* DIRECTIONS *
All entries below must be given again word for word.

Stored data entries
Start of Block

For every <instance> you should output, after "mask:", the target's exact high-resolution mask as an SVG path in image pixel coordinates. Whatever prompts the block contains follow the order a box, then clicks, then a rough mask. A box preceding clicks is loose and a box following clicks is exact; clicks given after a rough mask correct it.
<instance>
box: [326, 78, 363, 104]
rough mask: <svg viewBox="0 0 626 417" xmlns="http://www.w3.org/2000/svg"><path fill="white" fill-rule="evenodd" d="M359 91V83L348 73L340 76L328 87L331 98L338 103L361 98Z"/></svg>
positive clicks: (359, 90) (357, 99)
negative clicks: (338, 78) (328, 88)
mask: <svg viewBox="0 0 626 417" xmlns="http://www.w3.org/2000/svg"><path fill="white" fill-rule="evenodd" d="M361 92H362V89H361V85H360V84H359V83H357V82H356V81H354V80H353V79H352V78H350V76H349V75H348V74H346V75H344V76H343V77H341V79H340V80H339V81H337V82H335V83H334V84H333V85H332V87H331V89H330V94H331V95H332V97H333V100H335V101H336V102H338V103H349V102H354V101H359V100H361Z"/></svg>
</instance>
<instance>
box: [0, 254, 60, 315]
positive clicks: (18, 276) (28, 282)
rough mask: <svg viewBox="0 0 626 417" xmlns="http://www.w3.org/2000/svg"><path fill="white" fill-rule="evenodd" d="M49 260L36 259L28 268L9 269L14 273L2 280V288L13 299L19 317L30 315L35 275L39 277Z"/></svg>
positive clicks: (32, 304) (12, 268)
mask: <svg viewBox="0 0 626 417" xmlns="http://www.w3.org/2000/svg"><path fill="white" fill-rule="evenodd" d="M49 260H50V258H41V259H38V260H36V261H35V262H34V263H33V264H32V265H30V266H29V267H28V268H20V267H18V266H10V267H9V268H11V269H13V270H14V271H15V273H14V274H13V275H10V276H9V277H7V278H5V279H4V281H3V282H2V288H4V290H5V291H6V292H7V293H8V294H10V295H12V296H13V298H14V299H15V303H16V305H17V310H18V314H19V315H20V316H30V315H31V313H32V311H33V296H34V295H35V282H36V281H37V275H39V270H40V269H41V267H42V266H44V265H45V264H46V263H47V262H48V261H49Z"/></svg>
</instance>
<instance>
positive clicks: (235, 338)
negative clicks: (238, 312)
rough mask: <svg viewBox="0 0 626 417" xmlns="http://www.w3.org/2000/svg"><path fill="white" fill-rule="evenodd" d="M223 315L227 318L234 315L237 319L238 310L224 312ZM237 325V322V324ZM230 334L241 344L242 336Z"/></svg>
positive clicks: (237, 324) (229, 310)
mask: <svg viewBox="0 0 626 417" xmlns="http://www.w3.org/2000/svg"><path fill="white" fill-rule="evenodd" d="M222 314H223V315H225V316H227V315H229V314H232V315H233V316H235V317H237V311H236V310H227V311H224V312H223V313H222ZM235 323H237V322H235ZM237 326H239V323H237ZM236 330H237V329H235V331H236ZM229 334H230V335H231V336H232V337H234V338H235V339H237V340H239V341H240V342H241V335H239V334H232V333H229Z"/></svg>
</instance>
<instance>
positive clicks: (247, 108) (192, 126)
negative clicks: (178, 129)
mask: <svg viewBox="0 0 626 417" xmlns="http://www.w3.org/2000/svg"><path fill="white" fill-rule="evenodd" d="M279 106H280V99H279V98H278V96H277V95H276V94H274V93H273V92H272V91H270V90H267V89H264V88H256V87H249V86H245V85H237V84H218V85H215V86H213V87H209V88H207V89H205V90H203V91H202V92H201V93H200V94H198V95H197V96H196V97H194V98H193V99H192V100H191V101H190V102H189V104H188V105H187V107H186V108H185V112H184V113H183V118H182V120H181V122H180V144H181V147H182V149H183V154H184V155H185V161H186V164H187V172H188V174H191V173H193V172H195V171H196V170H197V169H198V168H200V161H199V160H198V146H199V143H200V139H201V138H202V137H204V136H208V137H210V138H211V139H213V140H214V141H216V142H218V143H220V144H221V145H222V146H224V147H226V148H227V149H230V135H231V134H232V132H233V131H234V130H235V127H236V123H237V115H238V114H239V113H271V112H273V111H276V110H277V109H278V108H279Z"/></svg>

End of Block

* REPLY TO THE EXERCISE *
For every <instance> you should output, after "mask:", the target's exact high-resolution mask as an SVG path in image pixel coordinates. Whatever prompts the block contains follow the order a box, then clicks, then a rough mask. A box preceding clicks is loose and a box following clicks is exact; clicks given after a rough mask correct it.
<instance>
box: [326, 78, 363, 104]
rough mask: <svg viewBox="0 0 626 417" xmlns="http://www.w3.org/2000/svg"><path fill="white" fill-rule="evenodd" d="M359 91V83L348 73L340 76L328 87L331 98L338 103L361 98Z"/></svg>
positive clicks: (359, 90) (357, 99)
negative clicks: (338, 78) (328, 88)
mask: <svg viewBox="0 0 626 417" xmlns="http://www.w3.org/2000/svg"><path fill="white" fill-rule="evenodd" d="M361 92H362V89H361V85H360V84H359V83H357V82H356V81H354V80H353V79H352V78H350V76H349V75H348V74H346V75H344V76H343V77H341V79H340V80H339V81H337V82H335V83H334V84H333V85H332V87H331V89H330V94H331V95H332V97H333V100H335V101H336V102H338V103H349V102H354V101H359V100H361Z"/></svg>
</instance>
<instance>
box: [0, 254, 60, 315]
positive clicks: (18, 276) (28, 282)
rough mask: <svg viewBox="0 0 626 417" xmlns="http://www.w3.org/2000/svg"><path fill="white" fill-rule="evenodd" d="M49 260L36 259L28 268L9 269L14 273L2 280V288L13 299L19 317L30 315L35 275L39 277Z"/></svg>
positive clicks: (32, 304) (12, 268)
mask: <svg viewBox="0 0 626 417" xmlns="http://www.w3.org/2000/svg"><path fill="white" fill-rule="evenodd" d="M49 260H50V258H41V259H38V260H36V261H35V262H34V263H33V264H32V265H30V266H29V267H28V268H20V267H18V266H10V267H9V268H11V269H13V270H14V271H15V273H14V274H13V275H10V276H9V277H7V278H5V279H4V281H3V282H2V288H4V290H5V291H6V292H7V293H8V294H10V295H12V296H13V298H14V299H15V303H16V305H17V310H18V314H19V315H20V316H30V315H31V313H32V311H33V296H34V295H35V282H36V281H37V275H39V270H40V269H41V267H42V266H44V265H45V264H46V263H47V262H48V261H49Z"/></svg>
</instance>
<instance>
positive clicks: (235, 338)
negative clicks: (238, 312)
rough mask: <svg viewBox="0 0 626 417" xmlns="http://www.w3.org/2000/svg"><path fill="white" fill-rule="evenodd" d="M223 315L227 318L234 315L237 319L238 310L224 312ZM237 325V322V324ZM230 334L241 344L242 336Z"/></svg>
positive clicks: (237, 324) (229, 310)
mask: <svg viewBox="0 0 626 417" xmlns="http://www.w3.org/2000/svg"><path fill="white" fill-rule="evenodd" d="M222 314H223V315H225V316H227V315H229V314H232V315H233V316H235V317H237V311H236V310H227V311H224V312H223V313H222ZM235 323H237V322H235ZM237 326H239V323H237ZM236 330H237V329H235V331H236ZM229 334H230V335H231V336H232V337H234V338H235V339H237V340H239V341H240V342H241V335H239V334H232V333H229Z"/></svg>
</instance>
<instance>
positive clicks: (247, 108) (192, 126)
negative clicks: (178, 129)
mask: <svg viewBox="0 0 626 417" xmlns="http://www.w3.org/2000/svg"><path fill="white" fill-rule="evenodd" d="M279 106H280V99H279V98H278V96H277V95H276V94H274V93H273V92H272V91H270V90H267V89H264V88H256V87H249V86H245V85H237V84H218V85H215V86H213V87H209V88H207V89H205V90H203V91H202V92H201V93H200V94H198V95H197V96H196V97H194V98H193V99H192V100H191V101H190V102H189V104H188V105H187V107H186V108H185V112H184V113H183V118H182V120H181V122H180V144H181V147H182V149H183V154H184V155H185V161H186V164H187V172H188V174H191V173H193V172H195V171H196V170H197V169H198V168H200V161H199V160H198V146H199V143H200V139H201V138H202V137H204V136H208V137H210V138H211V139H213V140H214V141H216V142H218V143H220V144H221V145H222V146H224V147H226V148H227V149H230V135H231V134H232V132H233V131H234V130H235V127H236V123H237V115H238V114H239V113H271V112H273V111H276V110H277V109H278V108H279Z"/></svg>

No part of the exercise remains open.